### Consigna escrita a
Cita del artículo sobre las universidades todo el fragmento que va desde "Por Eugenio Giolito*" hasta "septiembre de 2013.".

### Texto para leer
◇ ◇ ◇

Por Eugenio Giolito* y Lucas Navarro**.
*Ph. D en Economía, Universidad de Maryland Académico de la Universidad Alberto Hurtado.
**Ph.D en Economía, Georgetown University. Director Magíster en Economía, Universidad Alberto Hurtado / Georgetown University.
Artículo publicado en Revista Observatorio Económico Nº 75, septiembre de 2013.
En una columna anterior nos preguntábamos qué tipo de bien o valor agregado reciben los alumnos de distintos colegios (municipales, particular subvencionado y particular pagado) que ingresan a las universidades. Allí notábamos que los alumnos egresados de colegios particulares pagados mayoritariamente estudiaban en universidades con mejor índice de número de profesores por alumno, con más altos grados académicos y con superior dedicación a la investigación, en comparación con universidades donde ingresaban los alumnos egresados del resto de los colegios. El análisis concluía con la sugerencia de que los alumnos de los tres tipos de colegios recibían distintos tipos y calidades de servicios de educación universitaria. En este artículo nos interesa conocer cómo está comportándose el Estado en el mantenimiento o disminución de esas desigualdades. Para eso nos preguntaremos, en primer lugar, cómo se distribuyen los recursos fiscales entre las universidades y cómo se determinan esos aportes.

◇ ◇ ◇

### Extracto de datos
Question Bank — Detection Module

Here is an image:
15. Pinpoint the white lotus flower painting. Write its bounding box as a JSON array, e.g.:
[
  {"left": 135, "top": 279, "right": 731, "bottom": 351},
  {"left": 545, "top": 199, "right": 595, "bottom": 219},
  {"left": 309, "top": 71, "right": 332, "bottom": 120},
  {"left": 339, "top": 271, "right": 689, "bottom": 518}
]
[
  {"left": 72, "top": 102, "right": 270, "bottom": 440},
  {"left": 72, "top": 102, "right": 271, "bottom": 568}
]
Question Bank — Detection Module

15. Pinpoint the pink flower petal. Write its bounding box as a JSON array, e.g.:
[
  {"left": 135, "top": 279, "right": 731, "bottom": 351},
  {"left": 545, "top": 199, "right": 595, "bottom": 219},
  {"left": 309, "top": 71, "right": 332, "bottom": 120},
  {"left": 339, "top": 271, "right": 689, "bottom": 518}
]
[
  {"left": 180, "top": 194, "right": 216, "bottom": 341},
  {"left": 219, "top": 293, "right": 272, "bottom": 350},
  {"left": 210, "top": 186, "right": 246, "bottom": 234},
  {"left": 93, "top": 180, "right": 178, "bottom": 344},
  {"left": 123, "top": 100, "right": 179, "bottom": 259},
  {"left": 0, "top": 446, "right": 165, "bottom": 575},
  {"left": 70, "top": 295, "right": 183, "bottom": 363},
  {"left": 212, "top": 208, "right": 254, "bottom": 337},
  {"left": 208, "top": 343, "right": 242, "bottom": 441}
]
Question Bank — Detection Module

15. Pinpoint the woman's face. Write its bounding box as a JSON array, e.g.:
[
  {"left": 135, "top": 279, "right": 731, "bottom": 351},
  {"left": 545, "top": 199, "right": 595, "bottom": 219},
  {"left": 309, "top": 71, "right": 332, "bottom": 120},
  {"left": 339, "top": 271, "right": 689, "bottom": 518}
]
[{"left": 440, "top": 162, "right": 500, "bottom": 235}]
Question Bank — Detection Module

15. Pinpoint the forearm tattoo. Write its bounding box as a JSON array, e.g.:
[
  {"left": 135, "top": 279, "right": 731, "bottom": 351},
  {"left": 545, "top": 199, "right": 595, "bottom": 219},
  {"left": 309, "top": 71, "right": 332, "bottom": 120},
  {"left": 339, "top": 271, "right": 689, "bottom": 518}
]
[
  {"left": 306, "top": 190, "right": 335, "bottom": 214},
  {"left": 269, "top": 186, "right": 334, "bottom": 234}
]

◇ ◇ ◇

### Consigna escrita b
Cuenta cuántas líneas de los registros contienen la palabra "flower", distinguiendo entre mayúsculas y minúsculas, y responde únicamente con el número.

### Respuesta correcta a
Por Eugenio Giolito* y Lucas Navarro**.
*Ph. D en Economía, Universidad de Maryland Académico de la Universidad Alberto Hurtado.
**Ph.D en Economía, Georgetown University. Director Magíster en Economía, Universidad Alberto Hurtado / Georgetown University.
Artículo publicado en Revista Observatorio Económico Nº 75, septiembre de 2013.

### Respuesta correcta b
2